In the text on health IT use in skilled nursing facilities, what share of SNFs used EHRs to manage patient health information in 2016?

DOCUMENT TEXT section start

At the same time, ONC suggests that the ability of SNFs to send, receive, find and integrate patient health information—the four domains of interoperability—varied by organization category.

“For example, large SNFs integrated patient health information from outside sources at a higher rate (12 percent) than medium-sized SNFs (6 percent),”states the agency’s data brief. “Non-profit SNFs electronically exchanged patient health information at a higher rate (36 percent) than for-profit facilities (27 percent). Moreover, SNFs using both an EHR and an HIO reported significantly higher levels of interoperability across all domains than those facilities that did not use an EHR or HIO.”

In response to the ONC findings, the National Association for the Support of Long Term Care (NASL) expressed its appreciation for the agency’s survey results on the subject.

“We also appreciate ONC’s acknowledgment that—even though LTPAC was not included in the Health Information Technology for Economic & Clinical Health (HITECH) Act—LTPAC providers are major exchange partners of those who were eligible to participate in the Medicare and Medicaid Incentive Programs,” says NASL Executive Vice President Cynthia Morton. “We further welcome ONC’s recognition that ‘EHR adoption and interoperability of SNFs’ health information systems is critical to facilitating transitions of care.’”

Although the survey found that most SNFs (64 percent) used EHRs to manage patient health information in 2016, Morton references the fact that just 7 percent were optimally using health IT to send, receive, find and integrate patient health information.

“While having standards that are granular and constrained enough to facilitate exchange is important, so is encouraging bidirectional and timely exchange of data—especially around transitions of care,” observes Morton. “Requiring acute care hospitals and other incentivized providers to send information in a timely fashion—so it arrives with, or even before the patient is transferred—as well as to receive patient data from other providers certainly would help to foster greater interoperability.”

“Improving the adoption and use of health IT should be a priority as we work toward greater interoperability across the care continuum,” she adds. “NASL looks forward to working with ONC on those priorities.”

For its part, ONC concludes that “future research on the adoption and use of EHRs and other health IT (e.g. telehealth) among LTPAC providers, including hospice and home health agencies, is necessary to identify and address barriers that hinder the coordination and continuity of care for patients in these settings.”

DOCUMENT TEXT section end
PROVIDED INFORMATION section start

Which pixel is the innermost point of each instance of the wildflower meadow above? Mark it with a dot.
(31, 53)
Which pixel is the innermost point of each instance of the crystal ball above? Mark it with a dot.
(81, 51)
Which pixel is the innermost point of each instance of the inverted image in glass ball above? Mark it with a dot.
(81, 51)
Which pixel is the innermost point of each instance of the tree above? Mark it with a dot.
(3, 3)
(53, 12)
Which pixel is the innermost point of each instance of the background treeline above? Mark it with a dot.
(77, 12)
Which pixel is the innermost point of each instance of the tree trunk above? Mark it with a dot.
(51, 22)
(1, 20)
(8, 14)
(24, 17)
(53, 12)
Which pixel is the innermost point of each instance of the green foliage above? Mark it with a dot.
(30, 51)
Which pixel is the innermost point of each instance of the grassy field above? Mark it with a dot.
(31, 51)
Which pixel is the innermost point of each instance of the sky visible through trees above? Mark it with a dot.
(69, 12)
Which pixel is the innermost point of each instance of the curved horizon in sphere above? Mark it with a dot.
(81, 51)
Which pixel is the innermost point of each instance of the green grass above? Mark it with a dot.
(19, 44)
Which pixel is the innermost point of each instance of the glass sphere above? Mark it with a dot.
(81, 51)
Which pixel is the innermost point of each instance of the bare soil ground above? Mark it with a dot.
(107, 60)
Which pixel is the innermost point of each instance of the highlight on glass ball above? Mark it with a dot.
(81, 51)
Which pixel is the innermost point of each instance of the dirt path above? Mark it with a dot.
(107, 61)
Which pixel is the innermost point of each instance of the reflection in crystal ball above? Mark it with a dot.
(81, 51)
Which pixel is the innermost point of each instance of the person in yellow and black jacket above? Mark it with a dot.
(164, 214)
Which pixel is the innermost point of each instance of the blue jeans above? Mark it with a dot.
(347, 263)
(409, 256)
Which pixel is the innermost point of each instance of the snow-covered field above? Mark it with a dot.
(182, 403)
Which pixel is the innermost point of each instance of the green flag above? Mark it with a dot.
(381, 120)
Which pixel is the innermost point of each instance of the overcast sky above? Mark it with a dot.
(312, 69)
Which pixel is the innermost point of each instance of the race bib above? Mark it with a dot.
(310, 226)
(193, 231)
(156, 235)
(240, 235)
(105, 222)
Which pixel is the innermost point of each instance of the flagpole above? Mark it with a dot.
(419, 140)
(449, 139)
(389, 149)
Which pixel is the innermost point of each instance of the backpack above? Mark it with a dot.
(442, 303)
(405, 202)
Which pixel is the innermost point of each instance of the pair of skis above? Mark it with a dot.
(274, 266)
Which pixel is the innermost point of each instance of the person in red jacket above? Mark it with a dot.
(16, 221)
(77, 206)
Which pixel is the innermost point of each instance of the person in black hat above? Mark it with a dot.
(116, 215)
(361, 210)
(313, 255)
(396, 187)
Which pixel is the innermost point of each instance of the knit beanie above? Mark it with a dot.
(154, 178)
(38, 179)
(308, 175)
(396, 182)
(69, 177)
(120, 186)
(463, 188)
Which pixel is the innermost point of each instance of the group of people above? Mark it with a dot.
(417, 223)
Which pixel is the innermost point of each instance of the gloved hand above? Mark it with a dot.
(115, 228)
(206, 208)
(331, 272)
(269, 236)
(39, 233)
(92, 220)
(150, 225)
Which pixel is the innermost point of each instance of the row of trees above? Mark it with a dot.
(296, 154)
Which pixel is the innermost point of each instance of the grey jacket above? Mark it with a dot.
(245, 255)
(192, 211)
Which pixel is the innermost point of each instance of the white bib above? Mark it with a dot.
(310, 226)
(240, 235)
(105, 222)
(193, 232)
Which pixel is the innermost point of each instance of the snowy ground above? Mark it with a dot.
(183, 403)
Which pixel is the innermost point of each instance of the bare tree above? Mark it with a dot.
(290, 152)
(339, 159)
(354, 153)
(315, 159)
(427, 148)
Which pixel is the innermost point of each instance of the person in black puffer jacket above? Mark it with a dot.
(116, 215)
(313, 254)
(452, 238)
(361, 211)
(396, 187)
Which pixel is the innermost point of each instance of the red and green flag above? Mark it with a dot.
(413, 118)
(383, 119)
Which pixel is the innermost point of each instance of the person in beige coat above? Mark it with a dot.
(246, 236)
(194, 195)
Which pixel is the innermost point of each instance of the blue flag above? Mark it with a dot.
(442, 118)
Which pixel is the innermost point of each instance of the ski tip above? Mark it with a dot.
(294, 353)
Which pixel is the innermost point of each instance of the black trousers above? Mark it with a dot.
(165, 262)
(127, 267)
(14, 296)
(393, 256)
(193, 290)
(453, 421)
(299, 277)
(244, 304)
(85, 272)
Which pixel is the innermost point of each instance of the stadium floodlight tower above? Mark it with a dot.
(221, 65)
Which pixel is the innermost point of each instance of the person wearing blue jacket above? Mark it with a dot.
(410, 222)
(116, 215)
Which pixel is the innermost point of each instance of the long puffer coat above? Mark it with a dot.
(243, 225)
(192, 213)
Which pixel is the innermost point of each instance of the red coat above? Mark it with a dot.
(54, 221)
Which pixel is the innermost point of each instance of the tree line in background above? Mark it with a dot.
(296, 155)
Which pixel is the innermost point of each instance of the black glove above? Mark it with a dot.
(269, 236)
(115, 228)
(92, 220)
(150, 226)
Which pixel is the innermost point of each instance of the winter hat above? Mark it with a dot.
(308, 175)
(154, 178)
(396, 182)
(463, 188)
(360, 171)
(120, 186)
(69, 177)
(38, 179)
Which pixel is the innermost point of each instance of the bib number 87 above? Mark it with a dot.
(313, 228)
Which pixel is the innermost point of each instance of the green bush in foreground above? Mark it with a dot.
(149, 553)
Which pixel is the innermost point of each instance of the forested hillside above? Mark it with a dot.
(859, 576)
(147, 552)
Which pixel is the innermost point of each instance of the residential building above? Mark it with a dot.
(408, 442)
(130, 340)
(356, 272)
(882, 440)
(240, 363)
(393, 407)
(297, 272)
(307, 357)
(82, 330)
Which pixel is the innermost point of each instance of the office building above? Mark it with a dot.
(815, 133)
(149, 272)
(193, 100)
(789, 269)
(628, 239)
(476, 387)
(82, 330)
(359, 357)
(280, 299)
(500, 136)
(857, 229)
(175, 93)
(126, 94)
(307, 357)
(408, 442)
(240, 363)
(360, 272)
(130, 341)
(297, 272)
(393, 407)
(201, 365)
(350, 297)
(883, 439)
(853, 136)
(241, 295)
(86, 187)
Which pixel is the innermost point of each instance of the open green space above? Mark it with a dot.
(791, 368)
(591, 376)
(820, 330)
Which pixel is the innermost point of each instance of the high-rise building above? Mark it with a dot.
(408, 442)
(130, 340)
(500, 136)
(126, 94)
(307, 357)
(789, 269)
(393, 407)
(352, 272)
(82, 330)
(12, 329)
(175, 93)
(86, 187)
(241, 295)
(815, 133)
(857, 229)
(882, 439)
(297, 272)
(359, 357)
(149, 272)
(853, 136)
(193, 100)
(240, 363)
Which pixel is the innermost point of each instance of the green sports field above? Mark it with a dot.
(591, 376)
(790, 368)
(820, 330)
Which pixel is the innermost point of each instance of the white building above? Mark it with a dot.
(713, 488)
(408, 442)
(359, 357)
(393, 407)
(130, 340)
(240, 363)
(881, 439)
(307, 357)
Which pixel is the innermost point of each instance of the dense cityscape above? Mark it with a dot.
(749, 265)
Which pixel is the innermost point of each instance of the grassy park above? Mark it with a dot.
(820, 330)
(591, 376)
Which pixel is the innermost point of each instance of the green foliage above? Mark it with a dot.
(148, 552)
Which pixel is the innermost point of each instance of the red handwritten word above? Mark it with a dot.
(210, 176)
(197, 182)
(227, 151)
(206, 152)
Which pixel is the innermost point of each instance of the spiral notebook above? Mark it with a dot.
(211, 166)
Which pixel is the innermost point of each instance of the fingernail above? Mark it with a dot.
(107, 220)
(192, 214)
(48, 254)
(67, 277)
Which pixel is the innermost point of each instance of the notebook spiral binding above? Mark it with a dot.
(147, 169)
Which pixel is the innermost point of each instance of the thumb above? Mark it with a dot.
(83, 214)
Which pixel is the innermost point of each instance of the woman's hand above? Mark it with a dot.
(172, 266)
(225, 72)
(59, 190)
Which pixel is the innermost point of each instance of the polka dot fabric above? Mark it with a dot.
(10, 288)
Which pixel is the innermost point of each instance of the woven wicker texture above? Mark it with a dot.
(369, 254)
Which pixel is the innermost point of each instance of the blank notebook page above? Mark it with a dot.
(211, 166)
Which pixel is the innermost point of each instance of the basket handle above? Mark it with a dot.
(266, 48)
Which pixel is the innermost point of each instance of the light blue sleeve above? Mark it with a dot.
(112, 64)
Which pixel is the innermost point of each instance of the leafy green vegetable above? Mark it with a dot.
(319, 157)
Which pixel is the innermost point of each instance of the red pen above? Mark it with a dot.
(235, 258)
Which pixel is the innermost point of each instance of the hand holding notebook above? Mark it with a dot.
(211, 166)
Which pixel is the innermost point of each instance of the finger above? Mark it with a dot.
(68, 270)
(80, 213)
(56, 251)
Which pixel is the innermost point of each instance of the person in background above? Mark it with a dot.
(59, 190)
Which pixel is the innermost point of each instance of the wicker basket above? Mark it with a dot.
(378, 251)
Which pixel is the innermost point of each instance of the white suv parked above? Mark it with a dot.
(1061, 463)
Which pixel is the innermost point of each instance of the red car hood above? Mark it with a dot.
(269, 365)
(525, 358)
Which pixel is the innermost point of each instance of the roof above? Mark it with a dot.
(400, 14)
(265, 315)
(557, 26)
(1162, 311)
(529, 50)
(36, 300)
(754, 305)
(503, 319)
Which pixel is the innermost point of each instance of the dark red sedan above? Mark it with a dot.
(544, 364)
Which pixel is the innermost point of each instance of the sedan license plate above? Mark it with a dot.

PROVIDED INFORMATION section end

[THE ANSWER]: 64 percent